(Beginning of Data)
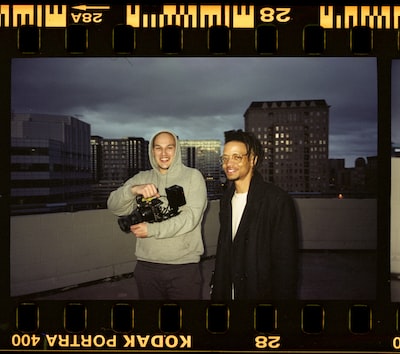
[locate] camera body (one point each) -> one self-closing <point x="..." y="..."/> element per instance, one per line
<point x="150" y="210"/>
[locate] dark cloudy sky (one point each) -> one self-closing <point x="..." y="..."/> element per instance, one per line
<point x="199" y="98"/>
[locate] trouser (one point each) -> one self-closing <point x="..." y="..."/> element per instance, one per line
<point x="157" y="281"/>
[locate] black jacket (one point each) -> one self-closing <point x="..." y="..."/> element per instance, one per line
<point x="262" y="261"/>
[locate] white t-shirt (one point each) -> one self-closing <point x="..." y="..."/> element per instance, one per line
<point x="239" y="201"/>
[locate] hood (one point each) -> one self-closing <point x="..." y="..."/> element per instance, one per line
<point x="177" y="161"/>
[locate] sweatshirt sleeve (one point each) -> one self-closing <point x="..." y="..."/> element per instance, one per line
<point x="121" y="201"/>
<point x="191" y="214"/>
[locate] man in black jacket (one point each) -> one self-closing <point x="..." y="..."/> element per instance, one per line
<point x="257" y="252"/>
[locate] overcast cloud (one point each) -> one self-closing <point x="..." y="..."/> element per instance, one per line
<point x="199" y="98"/>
(End of Data)
* _Work to be completed_
A faithful copy of all the entries is required, pictures excluded.

* _Problem solution_
[locate] camera body (one point each) -> one self-closing <point x="..." y="..."/> element per instance, one per line
<point x="150" y="210"/>
[locate] dark cloudy sky (one point each) -> one self-closing <point x="..." y="..."/> element per instance, one per line
<point x="199" y="98"/>
[locate] trouser (one point each) -> one self-closing <point x="..." y="..."/> element per instance, one per line
<point x="157" y="281"/>
[locate] black jacket (one point each) -> one self-closing <point x="..." y="..."/> element per instance, one per line
<point x="262" y="261"/>
[locate] white t-shirt (one point each) -> one self-closing <point x="..." y="..."/> element per instance, one per line
<point x="239" y="201"/>
[locate] hood (one point each) -> one self-closing <point x="..." y="..."/> element per instance, one per line
<point x="177" y="161"/>
[locate] sweatshirt sleeve (one point each) -> one self-closing <point x="..." y="..."/> element per instance, one per line
<point x="121" y="201"/>
<point x="191" y="214"/>
[locate] man in black jacket (one point each) -> one self-closing <point x="..." y="..."/> element per instance, one per line
<point x="257" y="252"/>
[locate] overcast cloud (one point each) -> one self-closing <point x="..." y="..."/> element per instance, one per line
<point x="199" y="98"/>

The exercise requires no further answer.